- Problem statement: Reply with every entry, repeated exactly as given.

- Data for the task:

[Start of Attachment]

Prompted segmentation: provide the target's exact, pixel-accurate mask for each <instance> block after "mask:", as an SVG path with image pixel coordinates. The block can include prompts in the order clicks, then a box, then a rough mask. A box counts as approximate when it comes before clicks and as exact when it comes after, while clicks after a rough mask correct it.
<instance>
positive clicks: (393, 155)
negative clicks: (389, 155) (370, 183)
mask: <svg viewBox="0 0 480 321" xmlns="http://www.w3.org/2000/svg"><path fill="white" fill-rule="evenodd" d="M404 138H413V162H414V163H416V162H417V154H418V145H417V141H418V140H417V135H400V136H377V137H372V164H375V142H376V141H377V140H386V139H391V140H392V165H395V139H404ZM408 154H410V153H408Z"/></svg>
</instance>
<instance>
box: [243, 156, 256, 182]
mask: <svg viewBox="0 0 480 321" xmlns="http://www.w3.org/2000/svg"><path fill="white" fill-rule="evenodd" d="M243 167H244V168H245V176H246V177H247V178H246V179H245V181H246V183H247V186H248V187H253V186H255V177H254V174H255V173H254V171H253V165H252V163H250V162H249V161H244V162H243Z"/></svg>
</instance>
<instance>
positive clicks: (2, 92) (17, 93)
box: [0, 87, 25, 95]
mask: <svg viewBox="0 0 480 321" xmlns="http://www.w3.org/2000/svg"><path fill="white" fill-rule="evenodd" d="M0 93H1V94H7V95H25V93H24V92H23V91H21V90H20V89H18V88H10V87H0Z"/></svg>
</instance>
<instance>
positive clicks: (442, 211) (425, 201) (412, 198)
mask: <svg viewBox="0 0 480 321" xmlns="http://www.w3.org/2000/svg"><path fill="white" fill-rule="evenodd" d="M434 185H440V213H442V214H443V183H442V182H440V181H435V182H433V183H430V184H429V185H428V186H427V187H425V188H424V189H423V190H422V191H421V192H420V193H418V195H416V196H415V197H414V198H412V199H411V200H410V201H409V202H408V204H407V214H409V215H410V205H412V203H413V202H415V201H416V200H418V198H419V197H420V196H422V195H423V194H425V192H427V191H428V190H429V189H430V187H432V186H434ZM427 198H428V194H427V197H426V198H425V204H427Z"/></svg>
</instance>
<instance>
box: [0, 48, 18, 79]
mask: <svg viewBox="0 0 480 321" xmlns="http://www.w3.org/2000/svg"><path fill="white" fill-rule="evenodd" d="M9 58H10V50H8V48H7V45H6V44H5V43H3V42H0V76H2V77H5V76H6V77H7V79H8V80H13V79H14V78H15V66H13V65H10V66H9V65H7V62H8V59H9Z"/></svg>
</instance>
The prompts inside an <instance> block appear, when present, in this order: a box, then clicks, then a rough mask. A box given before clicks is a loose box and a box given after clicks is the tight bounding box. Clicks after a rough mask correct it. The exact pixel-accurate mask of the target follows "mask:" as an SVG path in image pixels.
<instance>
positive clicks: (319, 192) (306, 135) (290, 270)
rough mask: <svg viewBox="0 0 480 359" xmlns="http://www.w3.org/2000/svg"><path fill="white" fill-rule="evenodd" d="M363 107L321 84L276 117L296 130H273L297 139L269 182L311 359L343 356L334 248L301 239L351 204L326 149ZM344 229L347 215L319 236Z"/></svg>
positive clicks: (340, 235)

[End of Attachment]

- Response to the exercise:
Prompted segmentation: provide the target's exact, pixel-accurate mask for each <instance> block after "mask:", as an SVG path with image pixel coordinates. The block can include prompts in the order clicks, then a box, then a rough mask. A box counts as approximate when it comes before clicks and as exact when it comes after, while clicks after a rough mask correct it.
<instance>
positive clicks: (393, 155)
negative clicks: (389, 155) (370, 183)
mask: <svg viewBox="0 0 480 321" xmlns="http://www.w3.org/2000/svg"><path fill="white" fill-rule="evenodd" d="M404 138H413V162H414V163H416V162H417V154H418V145H417V141H418V140H417V135H400V136H377V137H372V164H375V142H376V141H377V140H386V139H391V140H392V165H395V139H404ZM408 154H410V153H408Z"/></svg>
</instance>
<instance>
box: [243, 156, 256, 182]
mask: <svg viewBox="0 0 480 321" xmlns="http://www.w3.org/2000/svg"><path fill="white" fill-rule="evenodd" d="M243 167H244V168H245V176H246V177H247V178H246V179H245V181H246V183H247V186H248V187H253V186H255V177H254V174H255V173H254V171H253V165H252V163H250V162H249V161H244V162H243Z"/></svg>
</instance>
<instance>
positive clicks: (2, 92) (17, 93)
box: [0, 87, 25, 95]
mask: <svg viewBox="0 0 480 321" xmlns="http://www.w3.org/2000/svg"><path fill="white" fill-rule="evenodd" d="M0 93H1V94H7V95H25V93H24V92H23V91H21V90H20V89H18V88H10V87H0Z"/></svg>
</instance>
<instance>
positive clicks: (442, 211) (425, 201) (412, 198)
mask: <svg viewBox="0 0 480 321" xmlns="http://www.w3.org/2000/svg"><path fill="white" fill-rule="evenodd" d="M434 185H440V213H442V214H443V183H442V182H440V181H435V182H433V183H430V184H429V185H428V186H427V187H425V188H424V189H423V190H422V191H421V192H420V193H418V195H416V196H415V197H414V198H412V199H411V200H410V201H409V202H408V204H407V214H409V215H410V205H412V203H413V202H415V201H416V200H418V198H419V197H420V196H422V195H423V194H425V192H427V191H428V190H429V189H430V187H432V186H434ZM427 198H428V194H427V197H426V198H425V204H427Z"/></svg>
</instance>
<instance>
box: [0, 48, 18, 79]
mask: <svg viewBox="0 0 480 321" xmlns="http://www.w3.org/2000/svg"><path fill="white" fill-rule="evenodd" d="M9 58H10V50H8V48H7V45H6V44H5V43H3V42H0V76H2V77H5V76H6V77H7V79H8V80H13V79H14V78H15V66H13V65H10V66H9V65H7V62H8V59H9Z"/></svg>
</instance>
The prompts inside an <instance> block appear, when present, in this order: a box, then clicks, then a rough mask. A box given before clicks is a loose box and a box given after clicks is the tight bounding box. Clicks after a rough mask correct it. The exact pixel-accurate mask of the target follows "mask:" as an SVG path in image pixels.
<instance>
positive clicks: (319, 192) (306, 135) (290, 270)
rough mask: <svg viewBox="0 0 480 359" xmlns="http://www.w3.org/2000/svg"><path fill="white" fill-rule="evenodd" d="M363 107L321 84L276 117L296 130H273L297 139L269 182L311 359L343 356L334 248L301 239L351 204L326 149ZM344 229L347 215L319 236Z"/></svg>
positive clicks: (340, 235)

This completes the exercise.